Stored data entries
— begin —

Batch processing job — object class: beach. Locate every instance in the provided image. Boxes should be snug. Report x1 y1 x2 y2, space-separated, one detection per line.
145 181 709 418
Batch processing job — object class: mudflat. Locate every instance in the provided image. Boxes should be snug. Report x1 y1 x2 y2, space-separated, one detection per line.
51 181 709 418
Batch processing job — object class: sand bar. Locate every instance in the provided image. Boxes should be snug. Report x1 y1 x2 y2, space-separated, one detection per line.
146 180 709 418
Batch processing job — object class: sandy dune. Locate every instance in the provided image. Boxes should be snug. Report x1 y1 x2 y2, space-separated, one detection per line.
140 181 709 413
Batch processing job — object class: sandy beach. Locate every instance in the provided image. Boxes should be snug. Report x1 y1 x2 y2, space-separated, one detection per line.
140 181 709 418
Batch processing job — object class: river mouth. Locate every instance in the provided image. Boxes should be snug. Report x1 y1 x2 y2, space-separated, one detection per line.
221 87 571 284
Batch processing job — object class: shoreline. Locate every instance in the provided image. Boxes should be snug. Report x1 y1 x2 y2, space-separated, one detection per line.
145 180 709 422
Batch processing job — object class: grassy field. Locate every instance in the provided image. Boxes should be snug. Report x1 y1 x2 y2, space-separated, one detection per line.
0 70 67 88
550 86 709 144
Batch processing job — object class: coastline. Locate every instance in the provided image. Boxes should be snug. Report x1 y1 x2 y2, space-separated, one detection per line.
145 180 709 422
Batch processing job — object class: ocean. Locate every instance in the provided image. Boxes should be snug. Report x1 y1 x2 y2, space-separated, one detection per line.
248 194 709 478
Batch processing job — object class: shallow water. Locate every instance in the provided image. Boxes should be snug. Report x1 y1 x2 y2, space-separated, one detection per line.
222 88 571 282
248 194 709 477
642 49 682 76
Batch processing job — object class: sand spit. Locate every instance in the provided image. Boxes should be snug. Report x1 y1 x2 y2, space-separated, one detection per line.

— end —

- **THE PROBLEM**:
Copy out every line of the material above word for word, keeping the original order.

- **EXERCISE RESPONSE**:
Batch processing job — object class: beach. Locate every instance in the provided image. Boxes should be snug. Report x1 y1 x2 y2, space-separated, one detection per line.
145 181 709 418
Batch processing job — object class: mudflat. Locate every instance in the provided image. Boxes should be snug. Report x1 y1 x2 y2, space-separated, one detection per line.
51 181 709 418
Batch processing job — object class: sand bar. Locate every instance in the provided image. Boxes should be snug. Report x1 y1 x2 y2, space-separated, one detection per line.
146 180 709 418
Batch processing job — object class: sandy dune. Locate every instance in the provided image. Boxes should be snug. Report x1 y1 x2 y2, space-separated, one detection per line.
140 181 709 413
Batch processing job — object class: sandy beach. Locate every instance in the provided image. Boxes should be snug. Report x1 y1 x2 y2, space-separated, one detection per line.
140 181 709 418
Batch processing job — object class: river mouth. Locate every instance in the provided image. Boxes should be snug. Report x1 y1 x2 y2, space-separated, one detection per line.
221 87 571 284
Batch processing job — object class: shoreline. Locate every instance in the provided image. Boxes should be snug. Report x1 y1 x2 y2, space-separated, one detection per line.
145 180 709 422
Batch processing job — object class: grassy field. Locate every instance in the provided image. Boxes should be snug. Report x1 y1 x2 y2, space-separated, one detection per line.
0 70 67 88
550 86 709 144
Batch processing job — object class: coastline. Locate every instance in the provided image. Boxes should be snug. Report x1 y1 x2 y2, space-separated, one detection per line.
145 180 709 422
Batch processing job — object class: ocean. Locate every instance in the provided image. Boxes should be snug. Report x1 y1 x2 y2, space-separated, one detection per line.
248 194 709 478
Batch processing job — object class: shallow water. Locate every instance in the provided image. Boxes should be snug. Report x1 y1 x2 y2, space-separated, one detection per line.
222 88 571 282
248 194 709 477
642 49 682 76
Batch processing job — object class: sand spit. Locate every instance in the provided image. Boxes should be snug. Report x1 y1 x2 y2, space-separated, one detection per line.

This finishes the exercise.